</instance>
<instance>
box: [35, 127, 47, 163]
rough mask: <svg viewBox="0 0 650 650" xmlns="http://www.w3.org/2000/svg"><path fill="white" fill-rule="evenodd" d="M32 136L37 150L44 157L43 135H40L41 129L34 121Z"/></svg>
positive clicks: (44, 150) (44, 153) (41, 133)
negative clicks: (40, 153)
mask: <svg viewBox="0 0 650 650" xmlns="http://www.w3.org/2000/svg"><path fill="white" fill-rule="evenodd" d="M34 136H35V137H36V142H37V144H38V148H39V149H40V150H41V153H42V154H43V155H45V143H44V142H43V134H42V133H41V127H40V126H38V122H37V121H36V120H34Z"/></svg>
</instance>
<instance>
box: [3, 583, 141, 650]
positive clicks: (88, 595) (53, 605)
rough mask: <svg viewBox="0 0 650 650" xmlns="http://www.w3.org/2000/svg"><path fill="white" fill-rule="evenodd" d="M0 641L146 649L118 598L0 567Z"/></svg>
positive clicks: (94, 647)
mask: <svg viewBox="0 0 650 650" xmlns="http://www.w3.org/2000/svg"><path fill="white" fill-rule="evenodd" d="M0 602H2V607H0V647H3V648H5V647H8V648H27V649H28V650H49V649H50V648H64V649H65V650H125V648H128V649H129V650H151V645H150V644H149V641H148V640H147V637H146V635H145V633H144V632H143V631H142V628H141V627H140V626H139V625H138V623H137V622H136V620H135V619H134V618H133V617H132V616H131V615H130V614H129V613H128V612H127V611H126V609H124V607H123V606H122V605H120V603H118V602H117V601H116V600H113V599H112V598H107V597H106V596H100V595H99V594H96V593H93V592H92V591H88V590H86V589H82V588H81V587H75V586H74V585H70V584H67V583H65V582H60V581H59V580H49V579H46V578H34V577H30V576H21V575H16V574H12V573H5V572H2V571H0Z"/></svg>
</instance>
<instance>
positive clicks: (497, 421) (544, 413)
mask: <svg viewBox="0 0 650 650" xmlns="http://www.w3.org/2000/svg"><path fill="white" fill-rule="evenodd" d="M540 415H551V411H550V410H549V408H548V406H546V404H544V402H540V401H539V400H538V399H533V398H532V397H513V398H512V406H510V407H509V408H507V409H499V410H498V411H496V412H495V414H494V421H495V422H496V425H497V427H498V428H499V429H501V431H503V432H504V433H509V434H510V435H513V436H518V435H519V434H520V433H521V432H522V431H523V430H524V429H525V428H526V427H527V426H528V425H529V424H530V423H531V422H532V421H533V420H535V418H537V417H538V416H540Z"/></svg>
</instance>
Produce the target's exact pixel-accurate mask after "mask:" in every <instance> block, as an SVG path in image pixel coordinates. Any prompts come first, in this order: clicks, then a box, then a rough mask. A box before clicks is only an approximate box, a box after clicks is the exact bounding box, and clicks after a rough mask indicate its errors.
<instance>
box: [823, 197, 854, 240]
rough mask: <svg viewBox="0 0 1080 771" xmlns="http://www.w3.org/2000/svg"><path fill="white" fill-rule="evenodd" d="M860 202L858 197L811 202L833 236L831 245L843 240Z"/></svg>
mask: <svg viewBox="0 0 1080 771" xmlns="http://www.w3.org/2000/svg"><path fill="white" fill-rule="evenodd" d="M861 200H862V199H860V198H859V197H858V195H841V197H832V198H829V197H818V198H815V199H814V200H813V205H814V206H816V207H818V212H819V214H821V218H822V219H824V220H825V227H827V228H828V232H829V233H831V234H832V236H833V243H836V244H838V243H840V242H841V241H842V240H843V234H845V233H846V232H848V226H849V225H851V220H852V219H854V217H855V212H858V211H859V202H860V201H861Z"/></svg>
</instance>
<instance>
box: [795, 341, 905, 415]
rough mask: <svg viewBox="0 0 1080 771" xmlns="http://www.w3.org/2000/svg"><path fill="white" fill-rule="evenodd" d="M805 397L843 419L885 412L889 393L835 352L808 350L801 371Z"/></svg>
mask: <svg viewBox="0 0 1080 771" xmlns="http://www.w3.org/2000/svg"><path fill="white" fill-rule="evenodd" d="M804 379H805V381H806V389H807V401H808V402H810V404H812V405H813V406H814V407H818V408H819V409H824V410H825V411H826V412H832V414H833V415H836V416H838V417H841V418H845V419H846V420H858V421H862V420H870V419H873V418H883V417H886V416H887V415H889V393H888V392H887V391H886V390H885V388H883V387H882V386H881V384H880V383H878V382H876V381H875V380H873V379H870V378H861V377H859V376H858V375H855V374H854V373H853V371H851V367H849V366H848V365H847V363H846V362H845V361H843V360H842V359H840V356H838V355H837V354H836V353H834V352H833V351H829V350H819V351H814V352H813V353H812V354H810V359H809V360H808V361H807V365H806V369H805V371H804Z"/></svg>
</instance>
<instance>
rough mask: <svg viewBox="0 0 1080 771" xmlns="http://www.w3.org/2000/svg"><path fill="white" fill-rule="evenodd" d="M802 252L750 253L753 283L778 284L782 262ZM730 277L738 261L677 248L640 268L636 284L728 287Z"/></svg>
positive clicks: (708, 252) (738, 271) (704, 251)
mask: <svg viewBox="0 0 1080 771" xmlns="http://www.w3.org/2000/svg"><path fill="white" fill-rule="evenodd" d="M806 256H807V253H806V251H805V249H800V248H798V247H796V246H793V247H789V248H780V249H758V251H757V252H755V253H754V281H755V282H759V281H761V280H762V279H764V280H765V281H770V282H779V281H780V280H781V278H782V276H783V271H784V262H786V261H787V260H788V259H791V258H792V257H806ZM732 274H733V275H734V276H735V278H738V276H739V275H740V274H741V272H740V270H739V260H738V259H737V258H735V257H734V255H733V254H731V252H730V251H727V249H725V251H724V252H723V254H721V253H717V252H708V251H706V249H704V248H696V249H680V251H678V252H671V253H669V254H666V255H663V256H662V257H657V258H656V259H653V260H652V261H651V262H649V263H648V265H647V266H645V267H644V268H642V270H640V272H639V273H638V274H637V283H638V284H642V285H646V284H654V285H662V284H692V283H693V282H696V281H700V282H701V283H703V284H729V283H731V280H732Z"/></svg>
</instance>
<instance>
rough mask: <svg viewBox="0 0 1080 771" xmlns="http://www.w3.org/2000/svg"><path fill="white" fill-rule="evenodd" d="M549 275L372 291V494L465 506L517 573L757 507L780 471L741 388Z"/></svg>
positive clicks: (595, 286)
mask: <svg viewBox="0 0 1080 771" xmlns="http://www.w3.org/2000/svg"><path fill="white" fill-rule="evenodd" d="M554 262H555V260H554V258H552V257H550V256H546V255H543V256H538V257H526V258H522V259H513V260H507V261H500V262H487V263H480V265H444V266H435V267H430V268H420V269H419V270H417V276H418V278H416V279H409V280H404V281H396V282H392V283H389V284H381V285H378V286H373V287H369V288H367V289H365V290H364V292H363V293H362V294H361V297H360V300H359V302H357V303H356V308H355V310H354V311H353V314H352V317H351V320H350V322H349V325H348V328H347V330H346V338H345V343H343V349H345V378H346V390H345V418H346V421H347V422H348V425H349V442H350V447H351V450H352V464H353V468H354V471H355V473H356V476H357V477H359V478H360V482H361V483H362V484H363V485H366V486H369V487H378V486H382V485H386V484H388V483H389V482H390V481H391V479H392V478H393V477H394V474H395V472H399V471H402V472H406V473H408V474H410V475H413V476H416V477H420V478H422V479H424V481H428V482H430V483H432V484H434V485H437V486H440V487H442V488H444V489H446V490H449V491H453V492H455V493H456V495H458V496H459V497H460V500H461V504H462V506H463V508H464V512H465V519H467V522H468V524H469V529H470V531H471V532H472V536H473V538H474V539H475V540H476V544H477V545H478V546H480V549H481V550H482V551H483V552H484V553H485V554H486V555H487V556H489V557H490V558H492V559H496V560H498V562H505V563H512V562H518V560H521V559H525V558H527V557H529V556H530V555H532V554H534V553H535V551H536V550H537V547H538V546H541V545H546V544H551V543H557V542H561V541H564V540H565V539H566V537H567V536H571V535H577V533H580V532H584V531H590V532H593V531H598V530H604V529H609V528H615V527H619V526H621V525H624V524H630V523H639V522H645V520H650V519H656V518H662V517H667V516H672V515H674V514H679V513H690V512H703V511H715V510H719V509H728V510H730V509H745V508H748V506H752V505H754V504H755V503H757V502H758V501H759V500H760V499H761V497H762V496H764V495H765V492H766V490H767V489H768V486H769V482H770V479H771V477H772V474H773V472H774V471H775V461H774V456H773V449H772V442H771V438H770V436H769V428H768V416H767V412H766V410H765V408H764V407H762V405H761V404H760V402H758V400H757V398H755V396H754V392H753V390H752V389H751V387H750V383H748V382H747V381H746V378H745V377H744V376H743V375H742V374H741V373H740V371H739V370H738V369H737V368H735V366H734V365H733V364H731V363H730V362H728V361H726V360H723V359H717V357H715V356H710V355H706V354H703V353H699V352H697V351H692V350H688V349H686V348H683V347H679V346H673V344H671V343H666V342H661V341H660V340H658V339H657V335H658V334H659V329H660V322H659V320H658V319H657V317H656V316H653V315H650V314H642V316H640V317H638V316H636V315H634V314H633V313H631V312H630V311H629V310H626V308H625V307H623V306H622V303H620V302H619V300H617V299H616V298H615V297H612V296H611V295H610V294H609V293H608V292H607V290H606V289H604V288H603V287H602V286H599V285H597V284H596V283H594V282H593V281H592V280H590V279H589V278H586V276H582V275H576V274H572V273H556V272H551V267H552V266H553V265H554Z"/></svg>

==================================================

→ **ABOUT THIS EXERCISE**
Every line from the top of the material through the line containing "641L146 649L118 598L0" must be transcribed exactly, and no other line may appear.

→ **FINISHED EXERCISE**
</instance>
<instance>
box: [35, 127, 47, 163]
rough mask: <svg viewBox="0 0 650 650" xmlns="http://www.w3.org/2000/svg"><path fill="white" fill-rule="evenodd" d="M32 136L37 150L44 157L43 135H40L41 129L34 121Z"/></svg>
positive clicks: (44, 150) (44, 153) (41, 133)
negative clicks: (40, 153)
mask: <svg viewBox="0 0 650 650" xmlns="http://www.w3.org/2000/svg"><path fill="white" fill-rule="evenodd" d="M34 136H35V137H36V142H37V144H38V148H39V149H40V150H41V153H42V154H43V155H45V143H44V142H43V134H42V133H41V127H40V126H38V122H37V121H36V120H34Z"/></svg>
</instance>
<instance>
box: [3, 583, 141, 650]
positive clicks: (88, 595) (53, 605)
rough mask: <svg viewBox="0 0 650 650" xmlns="http://www.w3.org/2000/svg"><path fill="white" fill-rule="evenodd" d="M0 641L146 649L118 598L0 567Z"/></svg>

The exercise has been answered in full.